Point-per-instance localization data
......

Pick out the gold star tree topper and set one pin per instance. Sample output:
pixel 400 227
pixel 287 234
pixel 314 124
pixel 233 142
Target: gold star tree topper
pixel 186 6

......

What you need to do:
The response should consist of the entries above, retyped exactly.

Written reply:
Pick out the gold star tree topper and set one pin per instance. Sample output:
pixel 400 227
pixel 287 234
pixel 314 124
pixel 233 142
Target: gold star tree topper
pixel 186 6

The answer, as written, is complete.